▶ _Task description_:
Once the line with "find red jersey" is found in the entries below, repeat it and each following line exactly, up to and including the line with "find nose |". Add no other lines.

▶ _Provided records_:
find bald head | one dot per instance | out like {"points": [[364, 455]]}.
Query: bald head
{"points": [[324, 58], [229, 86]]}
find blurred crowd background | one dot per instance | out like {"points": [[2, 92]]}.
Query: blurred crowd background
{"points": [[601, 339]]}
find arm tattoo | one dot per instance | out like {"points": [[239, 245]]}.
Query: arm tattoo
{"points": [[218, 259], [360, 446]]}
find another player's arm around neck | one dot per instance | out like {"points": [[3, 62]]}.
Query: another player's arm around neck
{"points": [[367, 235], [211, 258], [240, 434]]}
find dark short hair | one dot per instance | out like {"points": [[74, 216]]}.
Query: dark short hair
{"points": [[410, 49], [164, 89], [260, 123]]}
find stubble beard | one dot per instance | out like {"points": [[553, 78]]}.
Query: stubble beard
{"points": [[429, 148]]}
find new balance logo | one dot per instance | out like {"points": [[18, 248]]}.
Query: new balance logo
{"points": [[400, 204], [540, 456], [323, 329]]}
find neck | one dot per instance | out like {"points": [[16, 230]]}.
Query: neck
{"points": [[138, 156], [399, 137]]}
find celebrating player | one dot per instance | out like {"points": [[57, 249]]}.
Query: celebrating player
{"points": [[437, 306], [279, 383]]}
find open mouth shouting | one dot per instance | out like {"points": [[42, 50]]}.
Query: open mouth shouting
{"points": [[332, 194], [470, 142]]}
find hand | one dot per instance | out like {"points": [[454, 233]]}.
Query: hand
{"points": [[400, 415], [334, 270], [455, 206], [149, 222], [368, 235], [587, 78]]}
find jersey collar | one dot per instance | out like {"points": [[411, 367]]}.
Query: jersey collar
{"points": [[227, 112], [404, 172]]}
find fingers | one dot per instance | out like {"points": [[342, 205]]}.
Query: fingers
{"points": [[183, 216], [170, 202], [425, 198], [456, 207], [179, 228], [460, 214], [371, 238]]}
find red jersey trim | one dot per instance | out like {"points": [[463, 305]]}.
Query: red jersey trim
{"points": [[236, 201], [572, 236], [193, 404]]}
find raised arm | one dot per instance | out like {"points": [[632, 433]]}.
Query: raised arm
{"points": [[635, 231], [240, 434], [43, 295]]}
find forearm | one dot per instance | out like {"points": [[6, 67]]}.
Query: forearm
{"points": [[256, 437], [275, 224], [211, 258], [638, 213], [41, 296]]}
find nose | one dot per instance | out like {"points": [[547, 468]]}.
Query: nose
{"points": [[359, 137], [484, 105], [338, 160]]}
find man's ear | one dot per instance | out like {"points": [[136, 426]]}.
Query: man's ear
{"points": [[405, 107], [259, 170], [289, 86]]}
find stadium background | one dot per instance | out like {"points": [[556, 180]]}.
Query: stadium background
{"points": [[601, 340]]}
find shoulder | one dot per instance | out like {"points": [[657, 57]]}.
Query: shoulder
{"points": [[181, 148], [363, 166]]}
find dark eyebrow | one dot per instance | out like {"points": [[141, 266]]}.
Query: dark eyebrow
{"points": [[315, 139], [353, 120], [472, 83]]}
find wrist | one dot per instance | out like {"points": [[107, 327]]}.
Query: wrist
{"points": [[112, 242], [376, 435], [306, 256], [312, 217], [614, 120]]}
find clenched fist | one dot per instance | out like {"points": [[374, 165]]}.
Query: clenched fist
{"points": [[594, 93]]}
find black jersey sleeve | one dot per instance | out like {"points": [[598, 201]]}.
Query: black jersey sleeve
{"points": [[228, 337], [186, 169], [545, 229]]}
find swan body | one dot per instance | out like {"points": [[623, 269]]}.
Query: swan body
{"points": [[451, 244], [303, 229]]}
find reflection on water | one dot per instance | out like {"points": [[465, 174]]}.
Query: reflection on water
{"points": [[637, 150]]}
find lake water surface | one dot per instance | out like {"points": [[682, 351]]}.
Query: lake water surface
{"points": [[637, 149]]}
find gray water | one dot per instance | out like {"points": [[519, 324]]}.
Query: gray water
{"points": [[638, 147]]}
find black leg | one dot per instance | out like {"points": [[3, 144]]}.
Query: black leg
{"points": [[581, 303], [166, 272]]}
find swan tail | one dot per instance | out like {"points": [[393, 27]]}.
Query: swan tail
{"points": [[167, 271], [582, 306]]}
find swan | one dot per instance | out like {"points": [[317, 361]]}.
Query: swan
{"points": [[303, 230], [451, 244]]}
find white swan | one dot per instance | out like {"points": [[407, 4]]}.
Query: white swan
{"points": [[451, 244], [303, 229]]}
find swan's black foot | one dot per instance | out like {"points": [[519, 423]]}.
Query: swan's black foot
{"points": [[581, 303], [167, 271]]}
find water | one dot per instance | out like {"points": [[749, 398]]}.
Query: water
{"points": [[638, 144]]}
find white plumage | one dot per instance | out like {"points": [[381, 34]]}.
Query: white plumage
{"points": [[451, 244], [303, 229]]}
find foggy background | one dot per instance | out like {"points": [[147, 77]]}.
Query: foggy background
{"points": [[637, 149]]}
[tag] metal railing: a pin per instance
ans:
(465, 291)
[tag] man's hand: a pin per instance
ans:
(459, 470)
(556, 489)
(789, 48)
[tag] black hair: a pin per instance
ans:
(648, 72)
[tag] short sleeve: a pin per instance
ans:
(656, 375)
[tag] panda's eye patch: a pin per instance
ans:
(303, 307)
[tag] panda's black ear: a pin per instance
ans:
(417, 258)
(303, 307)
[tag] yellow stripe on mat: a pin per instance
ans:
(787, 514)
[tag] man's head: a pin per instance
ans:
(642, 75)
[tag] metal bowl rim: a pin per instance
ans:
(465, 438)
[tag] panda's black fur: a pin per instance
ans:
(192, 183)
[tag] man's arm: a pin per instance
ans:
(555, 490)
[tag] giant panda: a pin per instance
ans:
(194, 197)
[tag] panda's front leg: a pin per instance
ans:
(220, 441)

▶ _Response to this exercise_:
find red jersey trim | one dot per instance | out like {"points": [[463, 305]]}.
Query: red jersey trim
{"points": [[236, 201], [572, 236], [193, 404]]}
find raised arm | one dot per instance | out like {"points": [[632, 433]]}.
Query: raised arm
{"points": [[635, 231], [240, 434], [43, 295]]}
find forearm | one dot per instance | out like {"points": [[6, 67]]}.
Query: forearm
{"points": [[256, 437], [275, 224], [211, 258], [638, 213], [41, 296]]}
find nose | one dot per instance | out like {"points": [[547, 468]]}.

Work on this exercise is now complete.